====== Records supplied ======

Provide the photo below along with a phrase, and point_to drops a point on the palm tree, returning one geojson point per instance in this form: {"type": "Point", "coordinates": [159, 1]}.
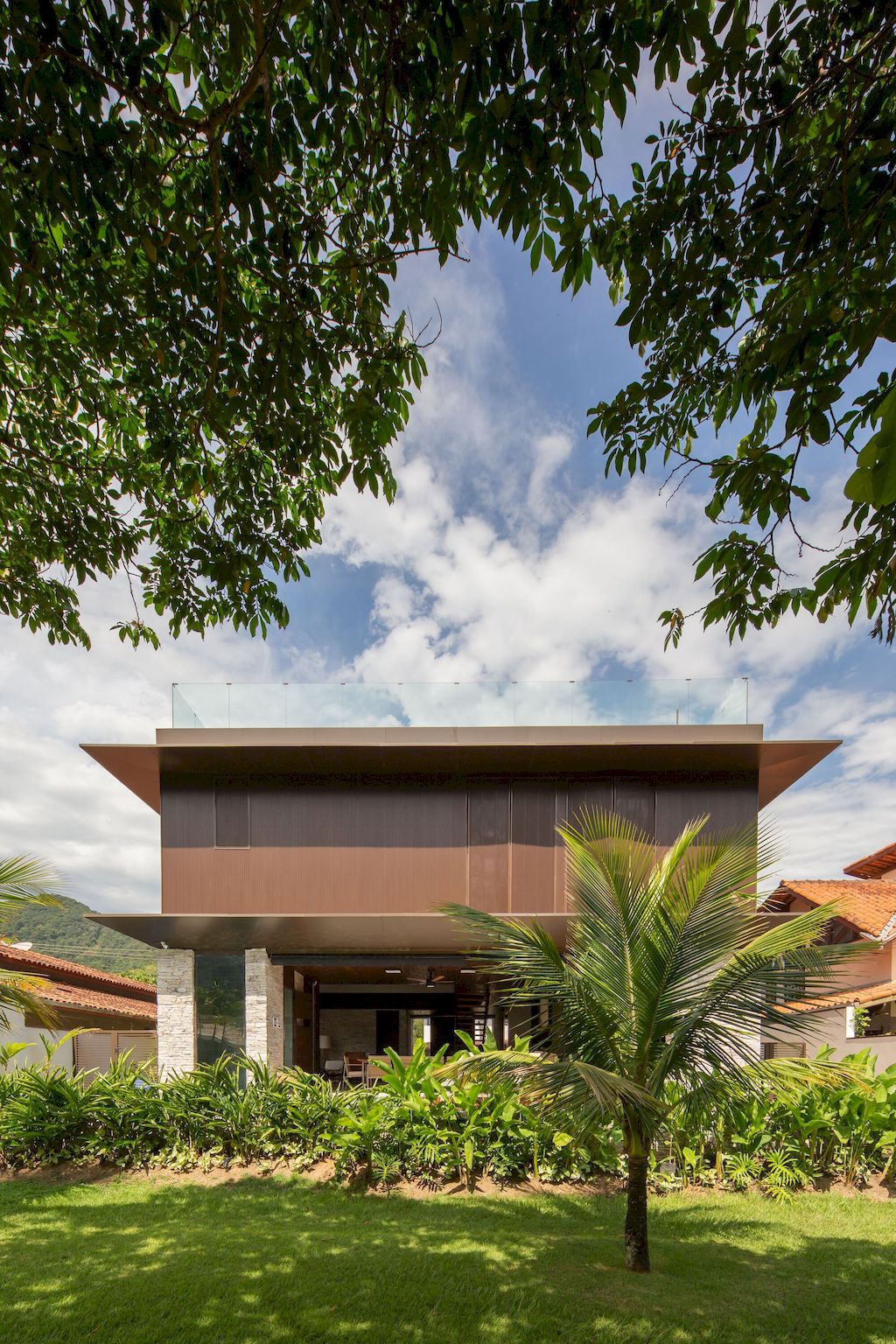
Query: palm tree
{"type": "Point", "coordinates": [667, 976]}
{"type": "Point", "coordinates": [24, 880]}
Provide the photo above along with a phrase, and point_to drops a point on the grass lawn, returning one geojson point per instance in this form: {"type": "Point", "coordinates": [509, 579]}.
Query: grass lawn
{"type": "Point", "coordinates": [280, 1260]}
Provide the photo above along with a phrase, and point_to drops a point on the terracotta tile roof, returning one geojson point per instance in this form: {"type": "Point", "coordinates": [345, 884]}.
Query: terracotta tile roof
{"type": "Point", "coordinates": [873, 864]}
{"type": "Point", "coordinates": [93, 1000]}
{"type": "Point", "coordinates": [40, 962]}
{"type": "Point", "coordinates": [870, 905]}
{"type": "Point", "coordinates": [863, 995]}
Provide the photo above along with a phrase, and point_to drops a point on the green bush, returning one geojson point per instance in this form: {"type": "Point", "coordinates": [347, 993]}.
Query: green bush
{"type": "Point", "coordinates": [786, 1138]}
{"type": "Point", "coordinates": [422, 1125]}
{"type": "Point", "coordinates": [413, 1124]}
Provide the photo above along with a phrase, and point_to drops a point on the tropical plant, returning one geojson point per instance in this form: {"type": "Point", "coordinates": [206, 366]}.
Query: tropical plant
{"type": "Point", "coordinates": [665, 978]}
{"type": "Point", "coordinates": [24, 880]}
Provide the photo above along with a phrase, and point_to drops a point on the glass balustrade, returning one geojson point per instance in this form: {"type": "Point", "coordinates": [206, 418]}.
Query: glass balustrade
{"type": "Point", "coordinates": [433, 704]}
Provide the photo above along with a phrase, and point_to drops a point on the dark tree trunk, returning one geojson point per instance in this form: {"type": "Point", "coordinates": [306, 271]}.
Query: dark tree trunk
{"type": "Point", "coordinates": [637, 1254]}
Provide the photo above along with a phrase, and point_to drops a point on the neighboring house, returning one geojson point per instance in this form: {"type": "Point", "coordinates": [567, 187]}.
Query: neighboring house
{"type": "Point", "coordinates": [120, 1012]}
{"type": "Point", "coordinates": [863, 1012]}
{"type": "Point", "coordinates": [304, 867]}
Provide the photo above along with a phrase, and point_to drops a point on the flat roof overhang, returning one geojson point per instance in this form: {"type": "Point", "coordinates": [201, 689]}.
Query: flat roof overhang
{"type": "Point", "coordinates": [305, 937]}
{"type": "Point", "coordinates": [715, 750]}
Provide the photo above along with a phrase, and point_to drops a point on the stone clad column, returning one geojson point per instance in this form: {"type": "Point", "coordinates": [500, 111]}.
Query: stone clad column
{"type": "Point", "coordinates": [176, 1012]}
{"type": "Point", "coordinates": [263, 1008]}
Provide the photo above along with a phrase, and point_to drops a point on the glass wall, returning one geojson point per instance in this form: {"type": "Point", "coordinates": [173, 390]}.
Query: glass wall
{"type": "Point", "coordinates": [220, 1005]}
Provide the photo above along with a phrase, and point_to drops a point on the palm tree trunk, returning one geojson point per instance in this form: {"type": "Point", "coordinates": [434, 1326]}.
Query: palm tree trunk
{"type": "Point", "coordinates": [637, 1254]}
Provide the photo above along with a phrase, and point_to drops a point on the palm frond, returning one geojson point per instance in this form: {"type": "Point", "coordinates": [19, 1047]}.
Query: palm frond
{"type": "Point", "coordinates": [18, 993]}
{"type": "Point", "coordinates": [25, 879]}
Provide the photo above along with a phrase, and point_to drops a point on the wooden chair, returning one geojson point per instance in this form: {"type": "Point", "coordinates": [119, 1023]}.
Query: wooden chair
{"type": "Point", "coordinates": [335, 1071]}
{"type": "Point", "coordinates": [375, 1066]}
{"type": "Point", "coordinates": [355, 1065]}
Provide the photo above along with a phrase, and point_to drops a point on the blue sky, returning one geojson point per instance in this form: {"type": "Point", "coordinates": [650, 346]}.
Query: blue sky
{"type": "Point", "coordinates": [506, 556]}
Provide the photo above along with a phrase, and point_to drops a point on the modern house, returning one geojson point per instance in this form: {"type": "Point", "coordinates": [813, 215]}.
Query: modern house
{"type": "Point", "coordinates": [863, 1012]}
{"type": "Point", "coordinates": [118, 1013]}
{"type": "Point", "coordinates": [311, 835]}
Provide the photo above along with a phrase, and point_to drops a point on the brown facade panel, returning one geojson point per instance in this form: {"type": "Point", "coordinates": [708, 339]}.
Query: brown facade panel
{"type": "Point", "coordinates": [534, 840]}
{"type": "Point", "coordinates": [399, 850]}
{"type": "Point", "coordinates": [728, 804]}
{"type": "Point", "coordinates": [269, 880]}
{"type": "Point", "coordinates": [635, 802]}
{"type": "Point", "coordinates": [187, 817]}
{"type": "Point", "coordinates": [589, 796]}
{"type": "Point", "coordinates": [489, 852]}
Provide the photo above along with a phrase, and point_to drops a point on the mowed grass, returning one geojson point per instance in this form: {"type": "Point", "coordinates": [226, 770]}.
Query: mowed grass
{"type": "Point", "coordinates": [274, 1260]}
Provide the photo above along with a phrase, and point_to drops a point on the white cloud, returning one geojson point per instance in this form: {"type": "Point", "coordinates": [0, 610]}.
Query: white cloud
{"type": "Point", "coordinates": [501, 558]}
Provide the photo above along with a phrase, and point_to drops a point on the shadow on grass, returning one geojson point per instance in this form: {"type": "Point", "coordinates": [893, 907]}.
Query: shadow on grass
{"type": "Point", "coordinates": [277, 1260]}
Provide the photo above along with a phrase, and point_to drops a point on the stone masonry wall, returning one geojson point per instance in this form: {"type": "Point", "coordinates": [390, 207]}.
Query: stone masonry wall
{"type": "Point", "coordinates": [263, 1008]}
{"type": "Point", "coordinates": [176, 1025]}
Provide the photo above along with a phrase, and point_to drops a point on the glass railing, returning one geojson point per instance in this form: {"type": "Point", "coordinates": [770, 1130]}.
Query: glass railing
{"type": "Point", "coordinates": [436, 704]}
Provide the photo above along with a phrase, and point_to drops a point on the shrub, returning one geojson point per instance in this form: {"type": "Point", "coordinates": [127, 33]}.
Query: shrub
{"type": "Point", "coordinates": [419, 1124]}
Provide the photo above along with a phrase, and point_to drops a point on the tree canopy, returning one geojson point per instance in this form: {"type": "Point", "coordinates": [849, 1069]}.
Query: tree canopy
{"type": "Point", "coordinates": [205, 202]}
{"type": "Point", "coordinates": [757, 262]}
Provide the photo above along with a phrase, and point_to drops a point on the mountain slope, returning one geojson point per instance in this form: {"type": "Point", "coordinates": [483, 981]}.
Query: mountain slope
{"type": "Point", "coordinates": [65, 932]}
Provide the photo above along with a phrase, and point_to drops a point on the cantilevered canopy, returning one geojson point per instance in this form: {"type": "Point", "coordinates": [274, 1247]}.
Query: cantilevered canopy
{"type": "Point", "coordinates": [308, 935]}
{"type": "Point", "coordinates": [715, 750]}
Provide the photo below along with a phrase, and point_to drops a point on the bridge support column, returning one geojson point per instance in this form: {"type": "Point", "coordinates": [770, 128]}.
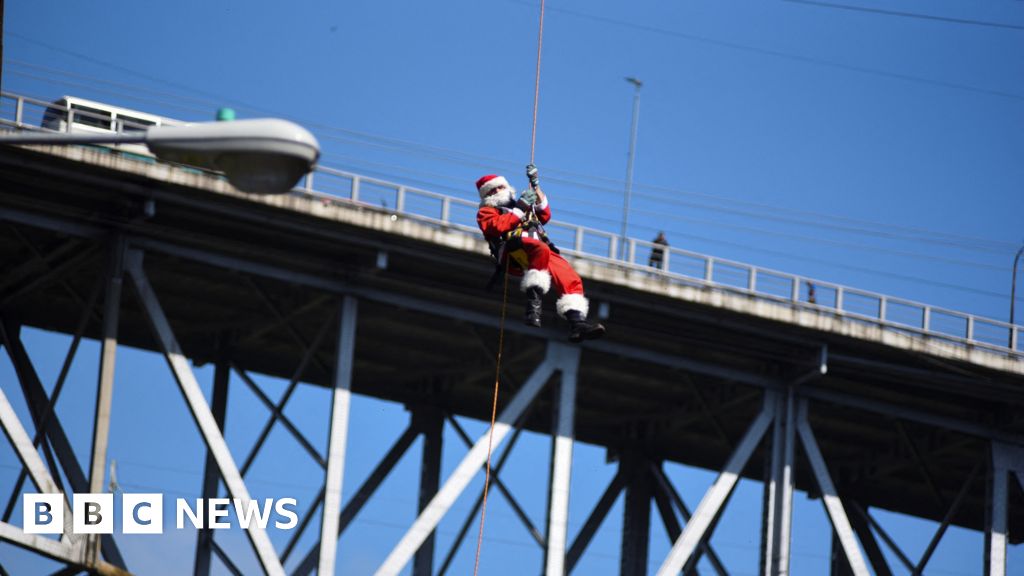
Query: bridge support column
{"type": "Point", "coordinates": [778, 489]}
{"type": "Point", "coordinates": [200, 409]}
{"type": "Point", "coordinates": [430, 421]}
{"type": "Point", "coordinates": [561, 459]}
{"type": "Point", "coordinates": [338, 437]}
{"type": "Point", "coordinates": [1008, 460]}
{"type": "Point", "coordinates": [714, 500]}
{"type": "Point", "coordinates": [636, 517]}
{"type": "Point", "coordinates": [104, 387]}
{"type": "Point", "coordinates": [222, 373]}
{"type": "Point", "coordinates": [428, 520]}
{"type": "Point", "coordinates": [834, 506]}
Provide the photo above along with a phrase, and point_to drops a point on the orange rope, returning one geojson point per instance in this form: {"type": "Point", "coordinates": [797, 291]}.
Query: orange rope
{"type": "Point", "coordinates": [505, 295]}
{"type": "Point", "coordinates": [494, 415]}
{"type": "Point", "coordinates": [537, 84]}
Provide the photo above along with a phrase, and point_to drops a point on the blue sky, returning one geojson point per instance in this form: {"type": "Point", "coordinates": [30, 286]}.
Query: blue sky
{"type": "Point", "coordinates": [872, 150]}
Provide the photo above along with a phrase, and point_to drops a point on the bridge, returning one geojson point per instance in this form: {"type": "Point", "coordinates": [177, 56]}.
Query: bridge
{"type": "Point", "coordinates": [861, 400]}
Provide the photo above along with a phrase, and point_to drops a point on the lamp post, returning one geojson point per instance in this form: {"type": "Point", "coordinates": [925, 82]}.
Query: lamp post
{"type": "Point", "coordinates": [629, 164]}
{"type": "Point", "coordinates": [265, 156]}
{"type": "Point", "coordinates": [1013, 294]}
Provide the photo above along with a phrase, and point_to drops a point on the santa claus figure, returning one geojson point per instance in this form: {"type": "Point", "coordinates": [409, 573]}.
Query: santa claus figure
{"type": "Point", "coordinates": [515, 231]}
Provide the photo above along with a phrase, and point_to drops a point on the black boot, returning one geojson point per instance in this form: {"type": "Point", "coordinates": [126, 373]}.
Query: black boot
{"type": "Point", "coordinates": [534, 301]}
{"type": "Point", "coordinates": [580, 329]}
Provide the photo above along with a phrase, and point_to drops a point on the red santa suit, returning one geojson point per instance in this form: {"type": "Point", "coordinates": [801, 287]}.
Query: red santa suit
{"type": "Point", "coordinates": [499, 214]}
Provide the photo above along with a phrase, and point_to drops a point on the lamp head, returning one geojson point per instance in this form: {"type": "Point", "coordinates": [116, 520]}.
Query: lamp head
{"type": "Point", "coordinates": [266, 156]}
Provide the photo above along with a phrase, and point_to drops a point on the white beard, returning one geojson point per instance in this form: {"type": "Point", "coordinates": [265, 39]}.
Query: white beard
{"type": "Point", "coordinates": [499, 199]}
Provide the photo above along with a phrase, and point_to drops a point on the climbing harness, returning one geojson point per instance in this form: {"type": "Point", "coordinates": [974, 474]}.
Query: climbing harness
{"type": "Point", "coordinates": [510, 245]}
{"type": "Point", "coordinates": [501, 329]}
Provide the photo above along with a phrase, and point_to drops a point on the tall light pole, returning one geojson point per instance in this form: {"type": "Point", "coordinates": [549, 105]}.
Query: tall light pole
{"type": "Point", "coordinates": [629, 164]}
{"type": "Point", "coordinates": [1013, 293]}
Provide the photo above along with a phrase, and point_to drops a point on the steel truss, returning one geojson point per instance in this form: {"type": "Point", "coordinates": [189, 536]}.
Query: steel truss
{"type": "Point", "coordinates": [782, 423]}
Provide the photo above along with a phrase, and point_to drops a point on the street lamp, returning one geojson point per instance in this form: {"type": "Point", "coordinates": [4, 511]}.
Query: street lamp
{"type": "Point", "coordinates": [629, 165]}
{"type": "Point", "coordinates": [265, 156]}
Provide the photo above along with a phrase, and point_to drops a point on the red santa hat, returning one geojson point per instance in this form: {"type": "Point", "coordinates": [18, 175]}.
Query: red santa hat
{"type": "Point", "coordinates": [489, 182]}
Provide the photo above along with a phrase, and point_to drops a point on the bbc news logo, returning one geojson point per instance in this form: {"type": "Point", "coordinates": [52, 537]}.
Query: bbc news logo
{"type": "Point", "coordinates": [143, 513]}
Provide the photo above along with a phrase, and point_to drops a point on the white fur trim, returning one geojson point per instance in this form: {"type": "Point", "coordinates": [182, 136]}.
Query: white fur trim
{"type": "Point", "coordinates": [536, 278]}
{"type": "Point", "coordinates": [492, 184]}
{"type": "Point", "coordinates": [578, 302]}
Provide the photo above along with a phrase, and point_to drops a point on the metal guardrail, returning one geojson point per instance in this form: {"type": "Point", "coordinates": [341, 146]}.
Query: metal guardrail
{"type": "Point", "coordinates": [678, 266]}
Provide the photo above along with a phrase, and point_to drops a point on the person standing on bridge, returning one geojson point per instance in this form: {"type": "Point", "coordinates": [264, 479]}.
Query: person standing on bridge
{"type": "Point", "coordinates": [514, 230]}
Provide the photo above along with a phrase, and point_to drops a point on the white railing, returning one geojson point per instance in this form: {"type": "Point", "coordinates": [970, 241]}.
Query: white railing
{"type": "Point", "coordinates": [600, 247]}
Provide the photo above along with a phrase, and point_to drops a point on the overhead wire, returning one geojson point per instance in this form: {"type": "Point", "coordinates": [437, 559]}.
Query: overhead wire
{"type": "Point", "coordinates": [905, 14]}
{"type": "Point", "coordinates": [781, 54]}
{"type": "Point", "coordinates": [814, 218]}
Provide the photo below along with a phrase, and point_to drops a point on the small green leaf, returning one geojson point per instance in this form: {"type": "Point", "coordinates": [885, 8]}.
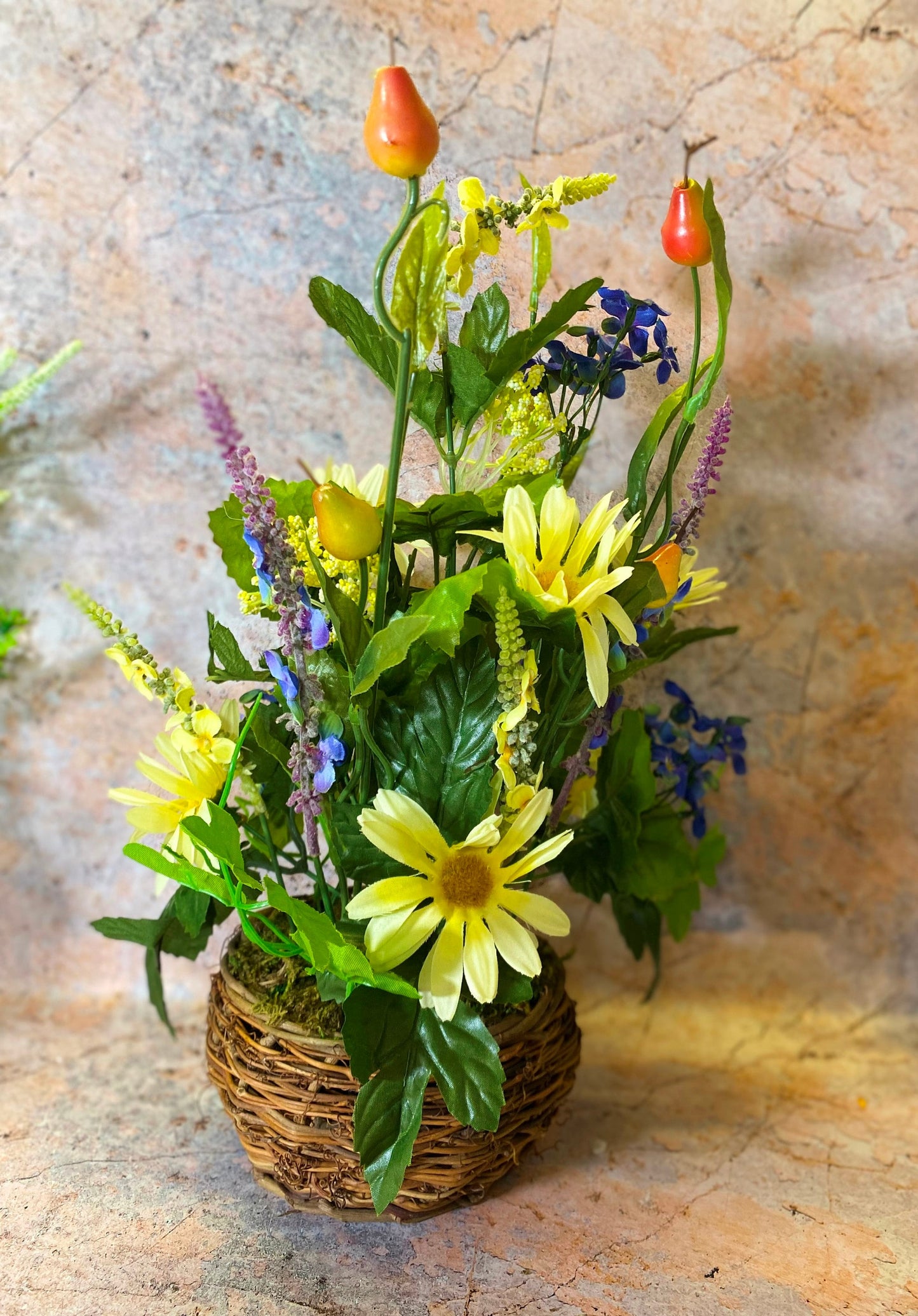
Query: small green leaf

======

## Exercise task
Take the line that contains "white railing, returning" as the first and the last line of the records as the end, and please quote those lines exactly, pictures omitted.

## Expected output
Provide the photo above along with a phrase, and point_to drops a point on the white railing, returning one geojson point per instance in this form: {"type": "Point", "coordinates": [970, 241]}.
Query: white railing
{"type": "Point", "coordinates": [600, 247]}
Provide the photo above along with a phrase, and point_to drops a point on the overhead wire, returning one geojson point per instance in this form: {"type": "Point", "coordinates": [437, 559]}.
Query: overhead wire
{"type": "Point", "coordinates": [905, 14]}
{"type": "Point", "coordinates": [781, 54]}
{"type": "Point", "coordinates": [814, 218]}
Provide the photo below along with a phrase, and point_to drops a point on the small green leaf, returning one geojson point per instance in this form: {"type": "Point", "coordinates": [885, 8]}.
Query: small green leaf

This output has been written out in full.